EXERCISE DATA
-------
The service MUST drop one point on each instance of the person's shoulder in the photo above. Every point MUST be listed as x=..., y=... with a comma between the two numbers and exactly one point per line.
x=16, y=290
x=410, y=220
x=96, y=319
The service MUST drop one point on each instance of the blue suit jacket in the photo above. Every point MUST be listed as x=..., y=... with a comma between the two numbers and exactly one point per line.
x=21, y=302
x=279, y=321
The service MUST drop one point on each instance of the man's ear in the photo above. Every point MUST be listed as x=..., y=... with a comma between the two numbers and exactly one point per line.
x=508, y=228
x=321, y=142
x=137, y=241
-------
Retype the whole listing above exactly.

The service MUST drop one point on each instance of the person's shoulder in the photo above. Every point MUST be listed as x=..., y=... with a comma between the two numbers and exactly one point per line.
x=16, y=290
x=410, y=220
x=96, y=319
The service MUST drop one point on each instance of the blue suit jacket in the photo above. Every point MUST be listed as x=..., y=... with a comma between the two numbers and exactly one point per line.
x=21, y=302
x=279, y=321
The service MUST drop one point on each instance of the man's ear in the photo above. Every point MUST be listed as x=..., y=... with a comma between the two numbers and exactly one point per line.
x=508, y=228
x=321, y=142
x=137, y=241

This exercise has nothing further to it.